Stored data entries
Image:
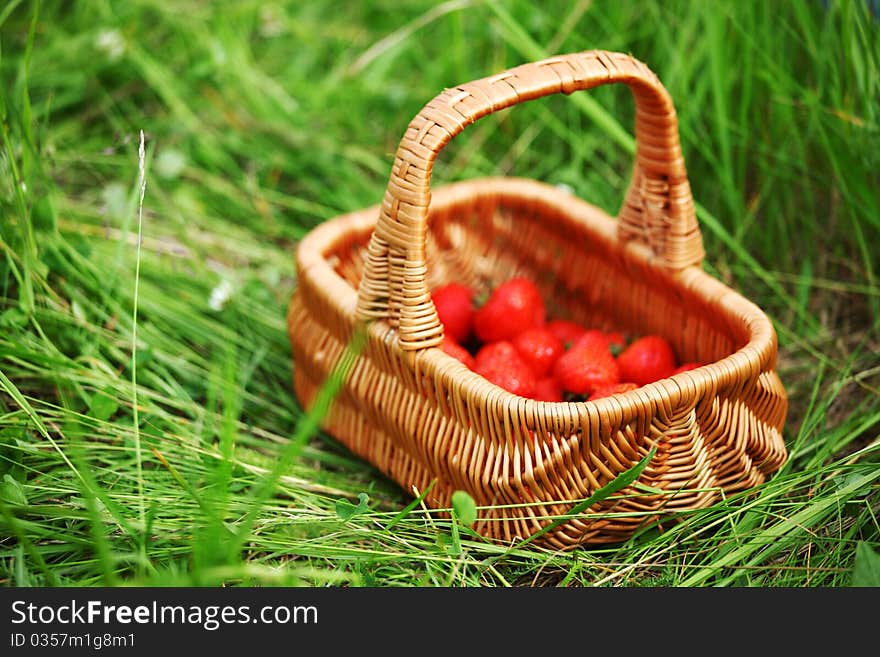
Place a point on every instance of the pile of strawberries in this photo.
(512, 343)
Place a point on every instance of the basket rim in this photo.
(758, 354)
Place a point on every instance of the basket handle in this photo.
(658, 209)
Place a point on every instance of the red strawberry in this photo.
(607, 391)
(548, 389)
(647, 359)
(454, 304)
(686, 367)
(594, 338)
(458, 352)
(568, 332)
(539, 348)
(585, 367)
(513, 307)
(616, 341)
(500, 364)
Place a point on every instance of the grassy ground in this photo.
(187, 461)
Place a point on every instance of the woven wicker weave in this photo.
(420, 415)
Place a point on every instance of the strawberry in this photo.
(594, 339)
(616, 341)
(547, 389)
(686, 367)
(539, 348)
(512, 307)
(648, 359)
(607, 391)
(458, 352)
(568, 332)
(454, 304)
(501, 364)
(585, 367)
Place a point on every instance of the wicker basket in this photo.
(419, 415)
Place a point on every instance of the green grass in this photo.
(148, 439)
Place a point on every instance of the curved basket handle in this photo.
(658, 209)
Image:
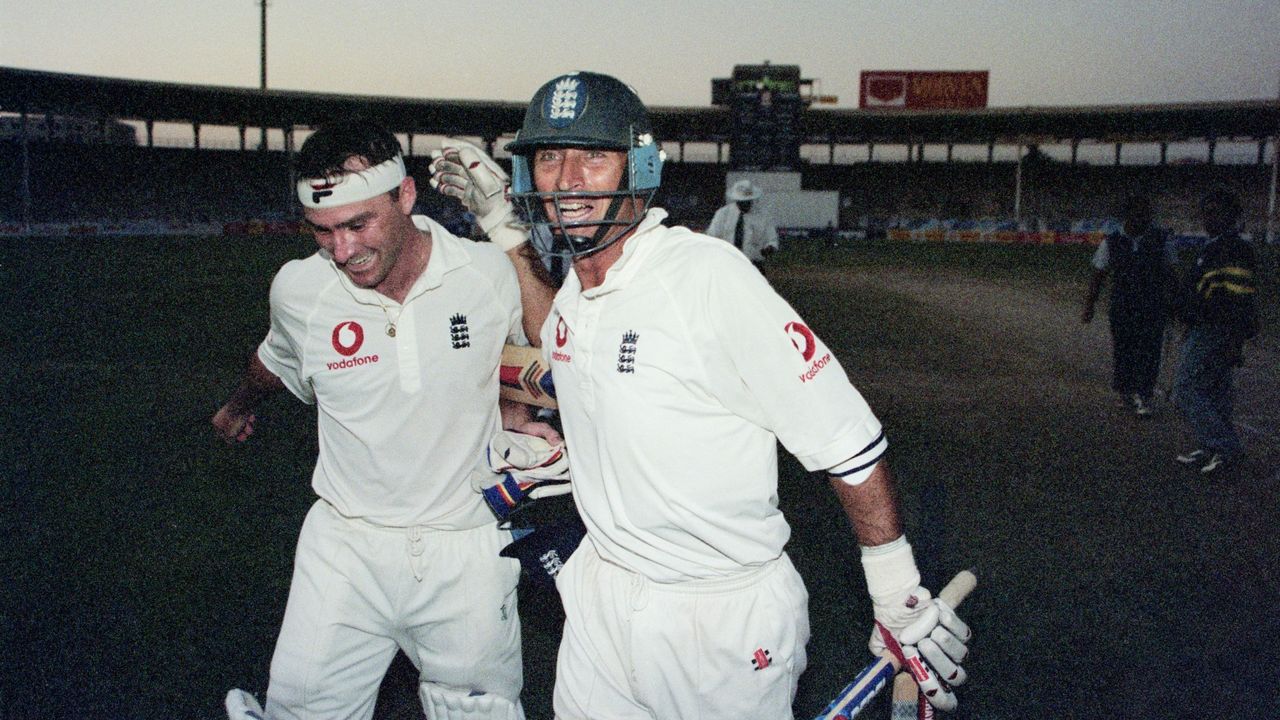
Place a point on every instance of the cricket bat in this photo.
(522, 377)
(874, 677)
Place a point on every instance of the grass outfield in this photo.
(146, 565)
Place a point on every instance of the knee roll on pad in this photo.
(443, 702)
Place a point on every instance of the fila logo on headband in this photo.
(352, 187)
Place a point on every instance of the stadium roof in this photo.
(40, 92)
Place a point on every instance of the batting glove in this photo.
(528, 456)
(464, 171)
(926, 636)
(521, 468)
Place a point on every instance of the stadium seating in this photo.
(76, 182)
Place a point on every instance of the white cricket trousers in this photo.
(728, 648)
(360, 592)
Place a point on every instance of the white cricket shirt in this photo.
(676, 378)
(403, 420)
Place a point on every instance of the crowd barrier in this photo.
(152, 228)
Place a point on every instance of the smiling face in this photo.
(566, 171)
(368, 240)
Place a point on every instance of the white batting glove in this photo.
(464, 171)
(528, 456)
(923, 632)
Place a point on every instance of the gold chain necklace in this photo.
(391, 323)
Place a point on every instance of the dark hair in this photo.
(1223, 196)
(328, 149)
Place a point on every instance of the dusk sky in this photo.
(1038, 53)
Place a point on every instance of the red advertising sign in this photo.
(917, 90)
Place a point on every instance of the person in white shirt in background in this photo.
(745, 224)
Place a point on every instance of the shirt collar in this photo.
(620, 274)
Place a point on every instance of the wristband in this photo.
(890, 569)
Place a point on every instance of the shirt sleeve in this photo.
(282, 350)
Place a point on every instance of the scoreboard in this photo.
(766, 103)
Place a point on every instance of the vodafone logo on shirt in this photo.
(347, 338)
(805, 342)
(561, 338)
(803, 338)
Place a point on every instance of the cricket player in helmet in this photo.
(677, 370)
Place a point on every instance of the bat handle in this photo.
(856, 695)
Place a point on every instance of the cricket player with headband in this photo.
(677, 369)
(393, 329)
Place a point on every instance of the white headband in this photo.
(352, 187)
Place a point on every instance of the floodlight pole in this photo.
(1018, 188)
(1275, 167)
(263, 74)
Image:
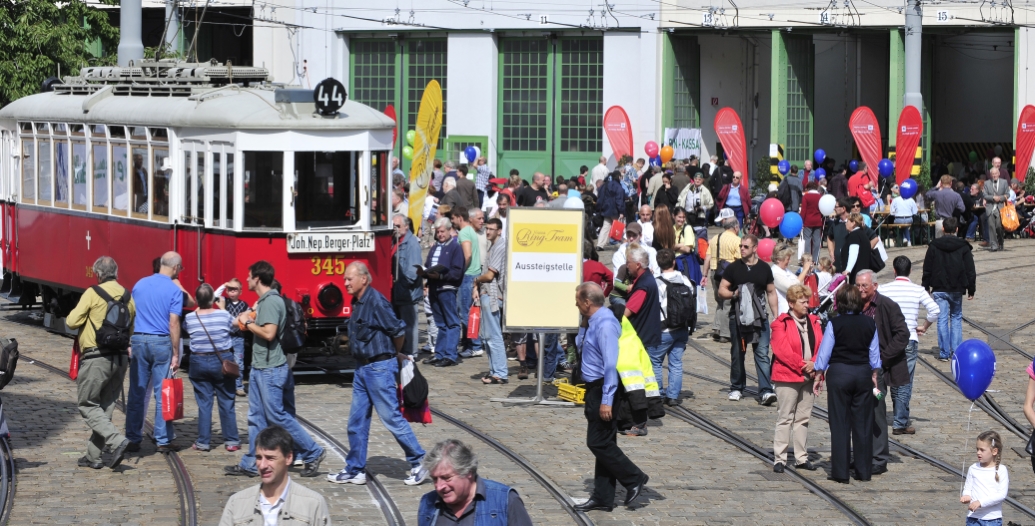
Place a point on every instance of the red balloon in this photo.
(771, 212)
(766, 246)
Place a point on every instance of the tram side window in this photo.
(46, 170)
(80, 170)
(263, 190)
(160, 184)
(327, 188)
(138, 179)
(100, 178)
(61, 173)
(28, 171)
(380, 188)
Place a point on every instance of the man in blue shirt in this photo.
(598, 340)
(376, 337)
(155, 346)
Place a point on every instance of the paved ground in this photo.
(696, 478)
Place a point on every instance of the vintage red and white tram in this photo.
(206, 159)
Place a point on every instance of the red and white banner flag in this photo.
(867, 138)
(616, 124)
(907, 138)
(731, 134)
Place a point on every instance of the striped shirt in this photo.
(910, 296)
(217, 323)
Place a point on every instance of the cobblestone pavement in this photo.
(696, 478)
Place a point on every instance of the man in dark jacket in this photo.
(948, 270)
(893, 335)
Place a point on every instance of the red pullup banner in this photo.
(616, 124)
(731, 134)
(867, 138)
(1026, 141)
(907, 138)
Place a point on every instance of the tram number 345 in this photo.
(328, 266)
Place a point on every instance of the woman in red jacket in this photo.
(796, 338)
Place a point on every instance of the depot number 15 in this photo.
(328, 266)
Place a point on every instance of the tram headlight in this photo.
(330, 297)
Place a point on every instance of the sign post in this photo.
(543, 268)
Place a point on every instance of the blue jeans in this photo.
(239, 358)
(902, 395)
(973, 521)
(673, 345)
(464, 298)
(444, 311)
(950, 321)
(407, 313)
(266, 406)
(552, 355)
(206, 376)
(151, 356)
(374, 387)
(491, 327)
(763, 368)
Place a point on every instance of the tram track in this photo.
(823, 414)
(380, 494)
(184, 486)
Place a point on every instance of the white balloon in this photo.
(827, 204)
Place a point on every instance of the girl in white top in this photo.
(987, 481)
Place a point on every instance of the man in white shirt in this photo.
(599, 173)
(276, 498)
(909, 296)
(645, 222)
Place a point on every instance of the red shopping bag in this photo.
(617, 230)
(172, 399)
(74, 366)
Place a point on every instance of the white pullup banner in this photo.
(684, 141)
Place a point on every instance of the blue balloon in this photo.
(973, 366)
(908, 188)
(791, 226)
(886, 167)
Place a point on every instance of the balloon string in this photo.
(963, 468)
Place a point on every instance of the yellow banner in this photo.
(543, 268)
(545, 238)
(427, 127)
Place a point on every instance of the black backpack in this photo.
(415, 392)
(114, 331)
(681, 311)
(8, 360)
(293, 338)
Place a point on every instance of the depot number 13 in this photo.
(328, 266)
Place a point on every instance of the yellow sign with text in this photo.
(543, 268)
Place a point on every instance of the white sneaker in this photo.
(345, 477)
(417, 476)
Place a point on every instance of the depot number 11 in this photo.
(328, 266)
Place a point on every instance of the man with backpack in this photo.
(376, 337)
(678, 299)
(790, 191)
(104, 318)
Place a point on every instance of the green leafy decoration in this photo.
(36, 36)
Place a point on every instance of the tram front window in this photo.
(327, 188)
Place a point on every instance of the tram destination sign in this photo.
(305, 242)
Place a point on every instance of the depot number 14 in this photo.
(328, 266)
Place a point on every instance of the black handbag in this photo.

## EXERCISE
Transcribe all of the lines above exactly as given. The pictures stay out.

## ANSWER AREA
Image:
Place a point on every instance of the pile of strawberries in this photo.
(512, 343)
Place a point on every instance of the basket rim in this photo.
(758, 354)
Place a point on every instance of the basket handle in this photo.
(658, 209)
Place a point on every instance of the red strawberry in this photo.
(607, 391)
(548, 389)
(647, 359)
(454, 304)
(686, 367)
(594, 338)
(458, 352)
(568, 332)
(539, 348)
(585, 367)
(513, 307)
(616, 341)
(500, 364)
Place a point on every instance of the grassy ground in this photo.
(187, 461)
Place a point on every instance of the woven wicker weave in this photo.
(420, 415)
Place a point on every instance of the strawberry in this photo.
(594, 339)
(616, 341)
(547, 389)
(686, 367)
(539, 348)
(512, 307)
(648, 359)
(607, 391)
(458, 352)
(568, 332)
(454, 304)
(501, 364)
(585, 367)
Place a point on every instance of the wicker basket in this photo.
(419, 415)
Place a point on every instance of the green grass in this photo.
(148, 439)
Place a point on every instance of the curved basket handle in this photo.
(658, 209)
Image:
Place a point on every instance of the cricket bat in this photo.
(522, 377)
(874, 677)
Place a point on every instance of the grass outfield in this photo.
(146, 565)
Place a point on every instance of the knee roll on pad in this photo.
(443, 702)
Place a point on every instance of the fila logo on headband in this photo.
(352, 187)
Place a point on every instance of the stadium roof in this photo.
(40, 92)
Place a point on every instance of the batting glove in this photo.
(528, 456)
(464, 171)
(926, 636)
(521, 468)
Place a point on every instance of the stadium seating in this photo.
(76, 182)
Place a point on every instance of the white cricket trousers in this photo.
(728, 648)
(360, 592)
Place a point on every instance of the white cricket shirt in this photo.
(676, 378)
(403, 420)
Place a point on every instance of the crowd barrier in this photo.
(152, 228)
Place a point on every instance of the smiling face in this photo.
(566, 171)
(368, 240)
Place a point on every instance of the white batting glove in this photo.
(464, 171)
(528, 456)
(923, 632)
Place a point on every instance of the gold chain necklace in this photo.
(391, 323)
Place a point on every instance of the dark hair in this photo.
(1223, 196)
(328, 149)
Place a point on every instance of the dusk sky in this photo.
(1038, 53)
Place a point on every instance of the red advertising sign in this photo.
(917, 90)
Place a point on every instance of the person in white shirt in background in this photo.
(745, 224)
Place a point on every instance of the shirt collar in this photo.
(620, 274)
Place a point on every instance of the wristband in this photo.
(890, 569)
Place a point on every instance of the shirt sleeve in this photo.
(282, 350)
Place a point on every instance of the scoreboard in this photo.
(766, 103)
Place a point on every instance of the vodafone logo on shirt in this photo.
(347, 338)
(805, 342)
(561, 338)
(803, 338)
Place a point on every instance of the cricket player in helmet in this photo.
(677, 370)
Place a point on every instance of the bat handle in this photo.
(856, 695)
Place a point on every instance of the cricket player with headband in this photo.
(677, 369)
(393, 329)
Place a point on every instance of the white headband in this photo.
(352, 187)
Place a point on every instance of the floodlight pole in this photo.
(1018, 188)
(1275, 167)
(263, 74)
Image:
Place a point on every instance of the red balloon in this photo.
(771, 212)
(766, 246)
Place a point on every instance of the tram side window in this photo.
(46, 170)
(80, 170)
(263, 190)
(160, 184)
(327, 188)
(138, 179)
(100, 178)
(61, 173)
(28, 171)
(380, 188)
Place a point on every instance of the man in blue shirt in this photo.
(598, 340)
(376, 337)
(155, 346)
Place a point on every instance of the paved ground in this photo.
(696, 478)
Place a point on every instance of the vintage red and white tram in this photo.
(206, 159)
Place a point on every instance of the red and white banner flag in this photo.
(867, 138)
(616, 124)
(907, 138)
(731, 134)
Place a point on every instance of the striped shirt in this photo.
(910, 296)
(217, 323)
Place a point on every instance of the cobblestone pavement in this photo.
(696, 478)
Place a point on every instance of the man in dark jacket in this photo.
(948, 270)
(893, 335)
Place a point on every instance of the red pullup banner in this photo.
(616, 124)
(731, 134)
(867, 138)
(1026, 141)
(907, 138)
Place a point on every instance of the tram number 345 in this photo.
(328, 266)
Place a point on every instance of the woman in red jacket in this photo.
(796, 338)
Place a point on every instance of the depot number 15 in this photo.
(328, 266)
Place a point on every instance of the tram headlight in this photo.
(330, 297)
Place a point on every instance of the sign post in this photo.
(543, 268)
Place a point on every instance of the blue jeans in this photo.
(239, 358)
(902, 395)
(973, 521)
(673, 345)
(464, 298)
(444, 311)
(950, 321)
(407, 313)
(266, 406)
(552, 355)
(206, 376)
(151, 356)
(374, 387)
(491, 327)
(763, 368)
Place a point on every instance of the tram track in this photo.
(823, 414)
(380, 494)
(184, 486)
Place a point on every instance of the white balloon in this photo.
(827, 204)
Place a point on every instance of the girl in white top in this photo.
(987, 481)
Place a point on every instance of the man in white shirt in this photo.
(599, 173)
(276, 498)
(909, 296)
(645, 222)
Place a point on every instance of the red shopping bag in this photo.
(617, 230)
(172, 399)
(74, 366)
Place a point on every instance of the white pullup banner in this photo.
(684, 141)
Place a point on every instance of the blue balloon in this photo.
(973, 366)
(908, 188)
(791, 226)
(886, 167)
Place a point on every instance of the balloon string in this photo.
(963, 468)
Place a point on every instance of the yellow banner in this photo.
(543, 268)
(545, 238)
(427, 127)
Place a point on every instance of the black backpack in this photo.
(415, 392)
(114, 331)
(681, 311)
(8, 360)
(293, 338)
Place a point on every instance of the depot number 13 in this photo.
(328, 266)
Place a point on every instance of the yellow sign with text in this photo.
(543, 268)
Place a point on every instance of the white sneaker in this photo.
(345, 477)
(417, 476)
Place a point on every instance of the depot number 11 in this photo.
(328, 266)
Place a point on every instance of the man with backpack in this photo.
(376, 337)
(678, 299)
(790, 191)
(104, 318)
Place a point on every instance of the green leafy decoration in this photo.
(36, 36)
Place a point on every instance of the tram front window in this photo.
(327, 188)
Place a point on every instance of the tram destination sign in this photo.
(305, 242)
Place a point on every instance of the depot number 14 in this photo.
(328, 266)
Place a point on every instance of the black handbag in this photo.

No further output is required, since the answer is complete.